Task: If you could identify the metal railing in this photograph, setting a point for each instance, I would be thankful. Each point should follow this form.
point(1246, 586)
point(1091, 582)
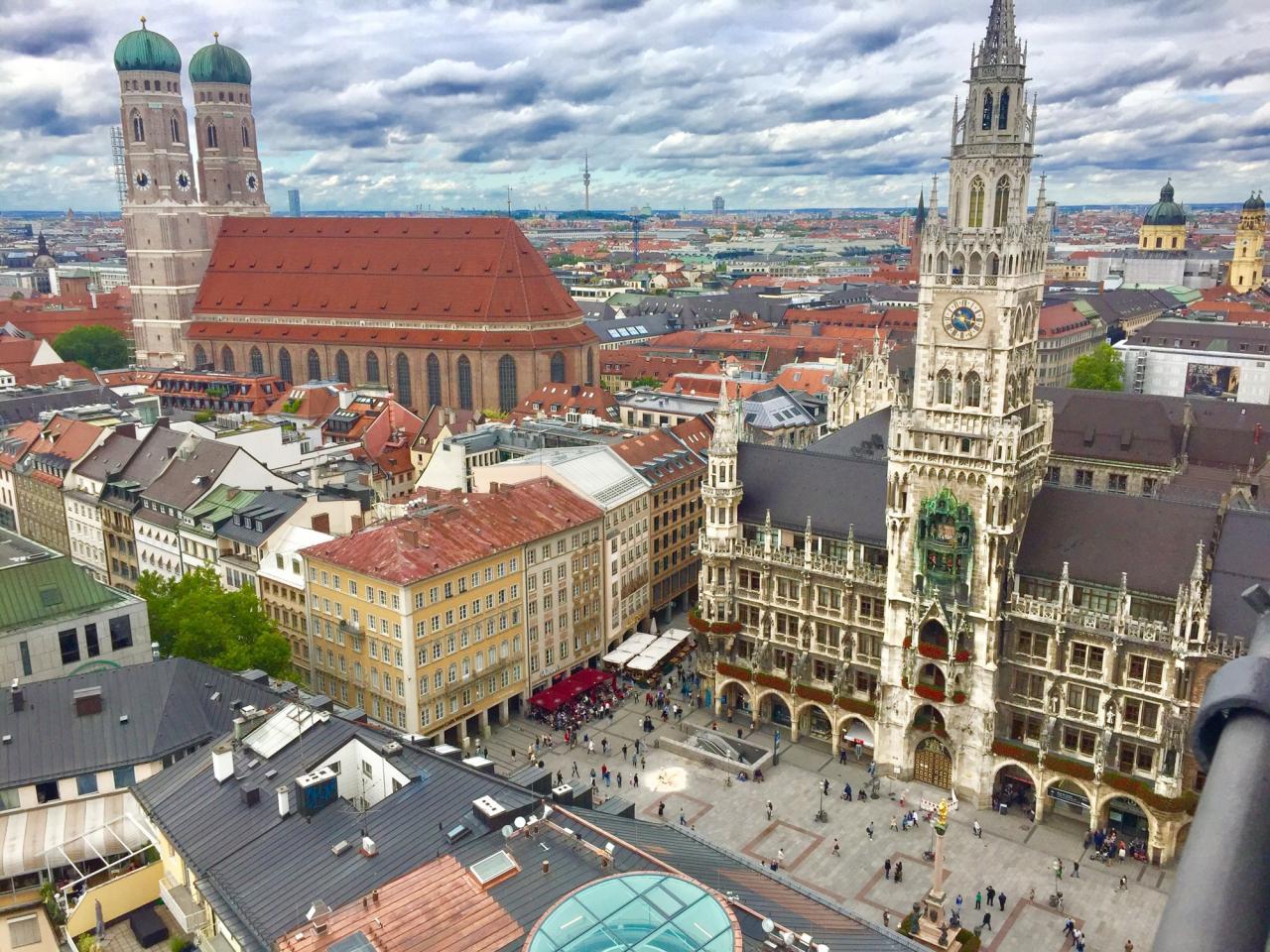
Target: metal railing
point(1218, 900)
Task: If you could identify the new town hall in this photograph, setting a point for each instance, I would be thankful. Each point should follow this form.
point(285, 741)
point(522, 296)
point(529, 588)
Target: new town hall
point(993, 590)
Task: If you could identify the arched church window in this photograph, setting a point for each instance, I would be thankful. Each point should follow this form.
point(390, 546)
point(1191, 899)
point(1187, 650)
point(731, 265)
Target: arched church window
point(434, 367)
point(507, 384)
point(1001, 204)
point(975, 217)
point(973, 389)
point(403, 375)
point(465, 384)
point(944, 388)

==

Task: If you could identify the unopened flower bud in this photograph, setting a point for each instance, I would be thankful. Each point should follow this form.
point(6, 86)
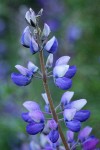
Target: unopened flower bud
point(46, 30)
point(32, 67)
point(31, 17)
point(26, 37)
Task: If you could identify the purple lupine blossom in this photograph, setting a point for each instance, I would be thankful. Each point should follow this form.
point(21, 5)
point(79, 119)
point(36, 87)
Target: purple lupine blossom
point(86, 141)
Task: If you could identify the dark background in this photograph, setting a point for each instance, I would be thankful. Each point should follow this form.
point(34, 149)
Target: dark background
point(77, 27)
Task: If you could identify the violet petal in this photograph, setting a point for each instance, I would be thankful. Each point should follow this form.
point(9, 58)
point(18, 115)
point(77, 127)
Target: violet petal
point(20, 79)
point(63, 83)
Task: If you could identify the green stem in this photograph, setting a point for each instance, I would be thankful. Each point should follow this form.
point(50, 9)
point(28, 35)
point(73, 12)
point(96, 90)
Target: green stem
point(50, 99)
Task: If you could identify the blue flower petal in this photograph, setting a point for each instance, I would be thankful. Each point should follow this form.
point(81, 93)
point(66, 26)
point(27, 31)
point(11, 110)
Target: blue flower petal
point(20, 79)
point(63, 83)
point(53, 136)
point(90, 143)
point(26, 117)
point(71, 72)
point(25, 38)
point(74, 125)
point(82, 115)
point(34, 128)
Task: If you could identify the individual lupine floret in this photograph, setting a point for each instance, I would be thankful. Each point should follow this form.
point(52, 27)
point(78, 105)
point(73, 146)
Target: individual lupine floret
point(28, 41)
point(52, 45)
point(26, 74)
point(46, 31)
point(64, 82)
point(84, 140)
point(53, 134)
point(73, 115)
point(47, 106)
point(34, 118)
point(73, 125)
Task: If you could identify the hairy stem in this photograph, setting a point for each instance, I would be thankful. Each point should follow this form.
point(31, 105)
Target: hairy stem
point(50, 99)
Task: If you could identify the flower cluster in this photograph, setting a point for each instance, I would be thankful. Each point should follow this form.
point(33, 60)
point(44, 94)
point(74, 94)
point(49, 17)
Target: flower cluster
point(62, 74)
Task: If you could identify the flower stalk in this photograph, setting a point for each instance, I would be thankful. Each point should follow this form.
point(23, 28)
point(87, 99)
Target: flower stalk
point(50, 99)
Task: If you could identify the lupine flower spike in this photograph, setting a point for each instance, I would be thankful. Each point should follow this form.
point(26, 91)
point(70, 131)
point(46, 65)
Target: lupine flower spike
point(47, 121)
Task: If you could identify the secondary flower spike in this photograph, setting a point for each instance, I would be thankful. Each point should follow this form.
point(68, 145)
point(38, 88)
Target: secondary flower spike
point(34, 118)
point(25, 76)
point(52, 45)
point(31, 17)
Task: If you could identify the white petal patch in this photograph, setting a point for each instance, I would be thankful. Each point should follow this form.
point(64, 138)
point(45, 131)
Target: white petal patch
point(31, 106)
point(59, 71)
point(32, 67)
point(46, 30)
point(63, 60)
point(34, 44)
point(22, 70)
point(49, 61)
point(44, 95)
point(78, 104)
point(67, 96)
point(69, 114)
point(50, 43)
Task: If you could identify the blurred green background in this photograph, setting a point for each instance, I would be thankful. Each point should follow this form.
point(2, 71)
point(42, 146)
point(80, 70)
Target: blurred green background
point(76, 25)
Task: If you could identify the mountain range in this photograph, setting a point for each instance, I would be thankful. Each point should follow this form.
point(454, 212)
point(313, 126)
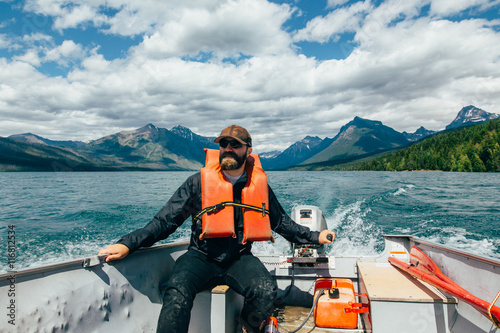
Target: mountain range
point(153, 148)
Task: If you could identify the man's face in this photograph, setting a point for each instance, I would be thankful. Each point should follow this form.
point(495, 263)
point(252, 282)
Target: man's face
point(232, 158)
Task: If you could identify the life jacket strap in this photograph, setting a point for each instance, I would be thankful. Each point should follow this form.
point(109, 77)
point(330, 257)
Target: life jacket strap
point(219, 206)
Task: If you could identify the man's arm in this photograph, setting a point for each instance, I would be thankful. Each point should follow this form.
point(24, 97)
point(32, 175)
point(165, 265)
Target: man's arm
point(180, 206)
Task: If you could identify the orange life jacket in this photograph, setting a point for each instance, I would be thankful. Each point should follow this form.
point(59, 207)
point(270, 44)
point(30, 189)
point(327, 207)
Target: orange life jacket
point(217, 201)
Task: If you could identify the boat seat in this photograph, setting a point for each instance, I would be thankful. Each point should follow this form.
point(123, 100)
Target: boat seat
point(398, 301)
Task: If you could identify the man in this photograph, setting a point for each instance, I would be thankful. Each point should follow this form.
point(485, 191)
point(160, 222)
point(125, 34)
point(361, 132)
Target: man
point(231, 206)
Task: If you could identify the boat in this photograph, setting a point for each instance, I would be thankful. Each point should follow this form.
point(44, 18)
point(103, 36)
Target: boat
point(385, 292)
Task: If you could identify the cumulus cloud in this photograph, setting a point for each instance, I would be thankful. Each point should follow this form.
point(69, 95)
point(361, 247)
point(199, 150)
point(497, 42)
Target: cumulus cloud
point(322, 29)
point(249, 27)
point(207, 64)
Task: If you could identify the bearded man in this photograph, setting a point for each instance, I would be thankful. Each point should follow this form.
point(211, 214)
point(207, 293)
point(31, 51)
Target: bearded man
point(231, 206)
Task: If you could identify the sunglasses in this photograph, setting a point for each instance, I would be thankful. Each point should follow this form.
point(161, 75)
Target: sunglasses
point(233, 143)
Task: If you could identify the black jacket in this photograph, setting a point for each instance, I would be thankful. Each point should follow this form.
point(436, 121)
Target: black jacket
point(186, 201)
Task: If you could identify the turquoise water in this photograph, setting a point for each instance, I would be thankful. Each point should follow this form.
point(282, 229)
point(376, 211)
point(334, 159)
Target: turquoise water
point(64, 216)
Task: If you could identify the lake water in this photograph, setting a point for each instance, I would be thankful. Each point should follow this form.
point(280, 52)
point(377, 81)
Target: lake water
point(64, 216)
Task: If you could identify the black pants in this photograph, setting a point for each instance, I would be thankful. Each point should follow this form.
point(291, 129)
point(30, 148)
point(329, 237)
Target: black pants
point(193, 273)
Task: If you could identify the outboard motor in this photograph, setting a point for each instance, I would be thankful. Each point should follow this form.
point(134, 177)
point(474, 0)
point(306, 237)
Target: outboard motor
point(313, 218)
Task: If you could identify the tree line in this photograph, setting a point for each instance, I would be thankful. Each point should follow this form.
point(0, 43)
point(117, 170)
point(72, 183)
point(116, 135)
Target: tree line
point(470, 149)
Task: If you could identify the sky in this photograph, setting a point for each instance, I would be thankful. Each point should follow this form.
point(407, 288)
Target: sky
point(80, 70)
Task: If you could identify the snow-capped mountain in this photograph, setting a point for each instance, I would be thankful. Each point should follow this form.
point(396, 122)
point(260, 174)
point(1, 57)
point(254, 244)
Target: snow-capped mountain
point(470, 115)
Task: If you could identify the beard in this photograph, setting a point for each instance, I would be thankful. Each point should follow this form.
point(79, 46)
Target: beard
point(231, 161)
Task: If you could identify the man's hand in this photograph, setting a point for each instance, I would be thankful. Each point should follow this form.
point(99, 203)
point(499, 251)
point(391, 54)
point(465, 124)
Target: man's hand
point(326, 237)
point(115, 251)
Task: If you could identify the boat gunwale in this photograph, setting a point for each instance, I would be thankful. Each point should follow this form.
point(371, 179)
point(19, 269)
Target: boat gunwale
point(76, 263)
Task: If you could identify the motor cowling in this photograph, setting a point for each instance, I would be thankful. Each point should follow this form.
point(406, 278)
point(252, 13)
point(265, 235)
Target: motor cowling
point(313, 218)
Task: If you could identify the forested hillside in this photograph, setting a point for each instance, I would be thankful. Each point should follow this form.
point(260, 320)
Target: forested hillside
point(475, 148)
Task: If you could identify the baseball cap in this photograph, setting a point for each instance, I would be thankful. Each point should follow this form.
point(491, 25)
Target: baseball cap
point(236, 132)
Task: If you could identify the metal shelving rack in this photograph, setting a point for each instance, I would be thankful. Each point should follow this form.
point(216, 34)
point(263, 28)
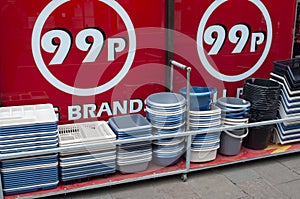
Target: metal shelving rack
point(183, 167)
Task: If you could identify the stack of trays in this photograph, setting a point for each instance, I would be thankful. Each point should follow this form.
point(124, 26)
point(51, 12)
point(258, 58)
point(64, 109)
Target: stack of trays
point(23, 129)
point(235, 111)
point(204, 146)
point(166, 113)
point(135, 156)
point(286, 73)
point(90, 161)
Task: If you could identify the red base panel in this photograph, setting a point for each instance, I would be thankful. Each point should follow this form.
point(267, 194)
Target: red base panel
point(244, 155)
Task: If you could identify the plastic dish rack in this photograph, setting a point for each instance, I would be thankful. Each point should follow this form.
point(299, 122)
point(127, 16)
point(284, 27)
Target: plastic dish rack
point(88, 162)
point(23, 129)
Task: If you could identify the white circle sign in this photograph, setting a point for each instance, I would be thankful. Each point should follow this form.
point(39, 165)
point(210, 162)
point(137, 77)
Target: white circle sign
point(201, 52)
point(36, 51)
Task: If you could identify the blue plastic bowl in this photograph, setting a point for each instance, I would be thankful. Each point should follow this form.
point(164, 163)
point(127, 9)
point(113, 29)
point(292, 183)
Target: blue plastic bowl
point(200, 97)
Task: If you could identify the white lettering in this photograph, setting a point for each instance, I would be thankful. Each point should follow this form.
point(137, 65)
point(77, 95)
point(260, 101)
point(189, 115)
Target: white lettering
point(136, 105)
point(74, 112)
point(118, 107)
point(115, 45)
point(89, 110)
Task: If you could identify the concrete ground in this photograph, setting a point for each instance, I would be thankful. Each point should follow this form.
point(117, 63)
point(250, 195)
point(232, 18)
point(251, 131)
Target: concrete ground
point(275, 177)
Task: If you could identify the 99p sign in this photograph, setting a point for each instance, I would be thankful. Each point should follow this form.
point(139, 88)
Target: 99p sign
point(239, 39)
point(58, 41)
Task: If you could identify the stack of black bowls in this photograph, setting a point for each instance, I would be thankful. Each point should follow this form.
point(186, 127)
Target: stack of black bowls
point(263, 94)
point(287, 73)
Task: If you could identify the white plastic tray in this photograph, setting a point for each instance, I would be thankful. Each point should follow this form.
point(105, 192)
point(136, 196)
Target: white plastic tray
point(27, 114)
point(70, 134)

WORK INSTRUCTIONS =
Print the lines above from the one with "Target: turquoise water" through the one with "point(465, 124)", both included, exactly as written and nothing more.

RESULT FOR THIS TASK =
Target: turquoise water
point(64, 216)
Task: If you could identify the lake water in this photograph, setting a point for each instance, I would be thankful. Each point should follow this form.
point(280, 52)
point(377, 81)
Target: lake water
point(64, 216)
Task: If you could identify the black pants in this photograph, setting a point for each instance, I would be thankful. Each point should follow this form.
point(291, 129)
point(30, 148)
point(329, 237)
Target: black pants
point(193, 273)
Task: If you could identify the outboard motor in this photograph, setting a point for each instance, I would be thankful. Each point should follow this form.
point(134, 177)
point(474, 0)
point(306, 237)
Target: outboard motor
point(313, 218)
Task: If you could identify the tree line in this photograph, setting a point for each instance, I would be thankful. Each point should follow this form.
point(0, 43)
point(117, 170)
point(72, 183)
point(116, 135)
Target: tree line
point(470, 149)
Task: If you could identify the sky in this photograph, setting a point for each instance, I would be thankful. Each point should follow this form.
point(407, 288)
Target: sky
point(80, 70)
Task: If you could identify the snow-capped mountain in this photograph, setting a point for each instance, I would be thankful. Each point should follow this form.
point(396, 122)
point(260, 174)
point(1, 57)
point(254, 244)
Target: snow-capped mountain
point(470, 115)
Task: If you could identify the beard in this photograph, setting a point for each instance, I would be thankful. Each point should follow this form.
point(79, 46)
Target: beard
point(231, 161)
Task: If you could identify the man's hand in this photograph, setting a point for each instance, I would be thankful. Each point should follow this form.
point(99, 203)
point(499, 251)
point(391, 54)
point(465, 124)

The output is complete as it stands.